▶ [EXCERPT PROVIDED]:
------------------------------------------------
What This Concept Is

Two-phase locking is the classic mechanism for achieving serializability. The rule:

  1. A transaction acquires locks as it needs them.
  2. Once a transaction releases any lock, it cannot acquire any new lock.

The lifecycle has two phases: a growing phase (acquiring only) and a shrinking phase (releasing only). This discipline guarantees that any schedule of transactions following 2PL is conflict-serializable: equivalent to some serial execution.

Locks come in modes:

  • Shared (S): for reads. Multiple transactions can hold S on the same item.
  • Exclusive (X): for writes. Only one transaction at a time.
  • Intent locks (IS, IX, SIX) for hierarchical locking (row vs page vs table).

Strict 2PL additionally requires all write locks be held until commit/abort (releases happen atomically at transaction end). This ensures recoverable schedules and prevents cascading aborts.

Predicate locks (or next-key/gap locks) are the variant that handles phantoms: you lock the condition (e.g., "all rows with on_call = true"), not just the rows that currently match. Engines approximate this with index range locks (MySQL InnoDB gap locks).

Why It Matters Here

2PL is the oldest answer to "how do you make transactions look serial" and the ground truth for reasoning about concurrency control. Many databases (MSSQL SERIALIZABLE, MySQL InnoDB SERIALIZABLE, older DB2) implement it directly. Even when the engine uses MVCC for reads and 2PL only for writes, understanding 2PL tells you how deadlocks happen and why hot rows serialize a workload.

Concrete Example

Two transactions, strict 2PL, over rows x and y (both initially 0).
------------------------------------------------
▶ [DATASET RECORDS]:
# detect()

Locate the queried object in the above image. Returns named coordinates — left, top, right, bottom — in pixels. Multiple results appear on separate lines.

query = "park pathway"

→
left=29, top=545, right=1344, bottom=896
------------------------------------------------
▶ [EXERCISE REQUIREMENTS]:
- A) In the records, change "Locate" to "Find" and leave every other part as it is.
- B) Continue the two-phase locking excerpt from its final sentence.
The two-phase locking text and the records have no connection to each other.

▶ [ANSWER LIST]:
- A)
# detect()

Find the queried object in the above image. Returns named coordinates — left, top, right, bottom — in pixels. Multiple results appear on separate lines.

query = "park pathway"

→
left=29, top=545, right=1344, bottom=896

- B)
time  T1                                T2
1 S-lock(x); read x -> 0
2 X-lock(y); write y = 1
3 X-lock(y) -- BLOCKS; T2 has it
4 S-lock(x) -- BLOCKS; T1 has it on S

Deadlock at time 4: T1 waits for y, T2 waits for x. The engine detects the cycle (waits-for graph) and aborts one. In strict 2PL this is the usual cost: deadlocks show up, and the engine's detector kills the younger or the smaller.

A successful serial-equivalent run under strict 2PL:

time  T1                                T2
1 X-lock(x); write x = 1
2 X-lock(y); write y = 1
3 COMMIT (releases all X-locks atomically)
4 X-lock(x); write x = 2
5 X-lock(y); write y = 2
6 COMMIT

Schedule is equivalent to T1 then T2. Serializable.

Common Confusion / Misconception

"2PL = all locks acquired up front." That is conservative 2PL, one variant. Standard 2PL allows incremental acquisition; the rule is that once you release, you cannot acquire. Acquiring up front avoids deadlocks but sacrifices parallelism.

"2PL prevents deadlocks." It does not. It guarantees serializability, but deadlocks happen and must be detected (waits-for graph) or timed out.

"Strict 2PL means you can never read what you just wrote." Strict 2PL holds write locks until commit; you can still read what you wrote (you hold the lock). What you cannot do is release write locks mid-transaction.

"2PL is ancient and irrelevant." It is the correctness ground truth. Every isolation level is judged against serializable schedules, which 2PL was invented to produce.

How To Use It

When a 2PL engine is slow or deadlocking:

  1. Identify hot rows: rows locked by most transactions. They serialize everything.
  2. Reduce lock scope: smaller transactions hold locks for less time.
  3. Consistent lock order: acquire in the same order across transactions to avoid cycles.
  4. Use coarser or finer granularity: row-locks reduce false contention; coarse table locks reduce deadlock risk at cost of throughput.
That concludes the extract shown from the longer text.